**Extrait du texte**.
«La terreur et le sublime»: l’inévitable rendez-vous

La série de parties de go, en 2016, entre le Sud-Coréen Lee Sedol, champion mondial, et l’intelligence AlphaGo.
Photo: Ahn Young-joon Associated Press La série de parties de go, en 2016, entre le Sud-Coréen Lee Sedol, champion mondial, et l’intelligence AlphaGo.

« La lecture et les propos de ce livre ont probablement créé plus de terreurs que de sublime en vous, lecteur. » L’auteur ne saurait si bien écrire. Malgré son invitation à embrasser la technologie, La terreur et le sublime, d’Ollivier Dyens, causera surtout des démangeaisons chez le lecteur allergique aux promesses illimitées de l’intelligence artificielle. L’essai s’avère toutefois une réflexion nécessaire sur l’intrication probablement inévitable des cognitions naturelles et algorithmiques.

Selon l’auteur, il est dommageable de s’inquiéter de la montée en puissance des algorithmes d’apprentissage machine. Il faut plutôt s’efforcer de composer une « intelligence humaine et artificielle » (IHA) qui allie les forces de chacun de ses éléments : la précision de l’intelligence machine et la créativité et la sensibilité de l’intelligence humaine.

Pour Ollivier Dyens, l’être humain a tout à gagner à orchestrer cette alliance. S’appuyant sur le redressement quantifiable de la pauvreté, de la santé ou de la paix des dernières décennies, le professeur au Département des littératures de langue française de l’Université McGill argue que la technologie rend l’humanité heureuse et épanouie.

Il illustre sa thèse à l’aide de la série de parties de go, en 2016, entre le Sud-Coréen Lee Sedol, champion mondial, et l’intelligence AlphaGo. L’arbre des coups possibles dans un duel de go croît si rapidement que, jusqu’alors, l’être humain conservait sa supériorité sur la machine. AlphaGo fit cependant voler en éclats cet état de fait en remportant quatre des cinq affrontements. Son coup 37 du deuxième match bouleversa la communauté par son immense originalité et sa grande qualité. Jamais un joueur humain n’aurait poussé ainsi sa pierre sur le goban.

**Consigne a**. Relevez chaque ligne qui contient la chaîne "brush", en tenant compte de la casse.
Les lignes qui suivent n'ont aucun lien avec le texte.

Entrées d'annotation de points sur des images
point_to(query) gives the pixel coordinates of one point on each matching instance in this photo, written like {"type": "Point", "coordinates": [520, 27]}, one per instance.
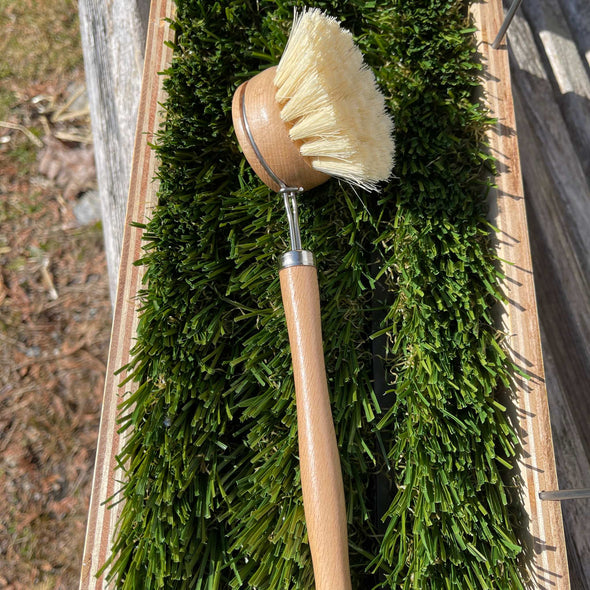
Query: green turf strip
{"type": "Point", "coordinates": [408, 281]}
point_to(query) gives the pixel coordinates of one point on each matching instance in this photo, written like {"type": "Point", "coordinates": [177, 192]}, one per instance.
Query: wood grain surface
{"type": "Point", "coordinates": [113, 40]}
{"type": "Point", "coordinates": [271, 136]}
{"type": "Point", "coordinates": [543, 522]}
{"type": "Point", "coordinates": [549, 48]}
{"type": "Point", "coordinates": [142, 197]}
{"type": "Point", "coordinates": [542, 525]}
{"type": "Point", "coordinates": [321, 475]}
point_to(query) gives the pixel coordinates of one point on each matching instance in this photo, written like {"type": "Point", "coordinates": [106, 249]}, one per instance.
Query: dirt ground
{"type": "Point", "coordinates": [55, 311]}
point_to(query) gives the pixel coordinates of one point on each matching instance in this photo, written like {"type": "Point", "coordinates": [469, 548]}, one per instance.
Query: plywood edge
{"type": "Point", "coordinates": [142, 198]}
{"type": "Point", "coordinates": [542, 528]}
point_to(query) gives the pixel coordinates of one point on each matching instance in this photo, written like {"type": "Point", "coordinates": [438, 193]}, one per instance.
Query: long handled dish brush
{"type": "Point", "coordinates": [318, 114]}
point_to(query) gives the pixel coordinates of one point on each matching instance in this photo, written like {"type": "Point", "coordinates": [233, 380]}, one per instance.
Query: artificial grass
{"type": "Point", "coordinates": [408, 282]}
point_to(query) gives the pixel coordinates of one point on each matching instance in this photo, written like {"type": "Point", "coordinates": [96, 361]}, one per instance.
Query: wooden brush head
{"type": "Point", "coordinates": [271, 136]}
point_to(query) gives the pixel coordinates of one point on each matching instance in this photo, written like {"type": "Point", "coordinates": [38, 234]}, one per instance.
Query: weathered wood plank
{"type": "Point", "coordinates": [548, 566]}
{"type": "Point", "coordinates": [577, 14]}
{"type": "Point", "coordinates": [113, 41]}
{"type": "Point", "coordinates": [558, 198]}
{"type": "Point", "coordinates": [542, 528]}
{"type": "Point", "coordinates": [563, 213]}
{"type": "Point", "coordinates": [567, 367]}
{"type": "Point", "coordinates": [566, 69]}
{"type": "Point", "coordinates": [142, 197]}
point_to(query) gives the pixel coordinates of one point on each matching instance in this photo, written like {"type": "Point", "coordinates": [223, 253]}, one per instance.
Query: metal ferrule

**Consigne b**. Reproduisez mot pour mot le passage du texte qui commence à "Il illustre sa" et se termine à "sur le goban.".

**Réponse a**.
Query: long handled dish brush
Query: wooden brush head

**Réponse b**.
Il illustre sa thèse à l’aide de la série de parties de go, en 2016, entre le Sud-Coréen Lee Sedol, champion mondial, et l’intelligence AlphaGo. L’arbre des coups possibles dans un duel de go croît si rapidement que, jusqu’alors, l’être humain conservait sa supériorité sur la machine. AlphaGo fit cependant voler en éclats cet état de fait en remportant quatre des cinq affrontements. Son coup 37 du deuxième match bouleversa la communauté par son immense originalité et sa grande qualité. Jamais un joueur humain n’aurait poussé ainsi sa pierre sur le goban.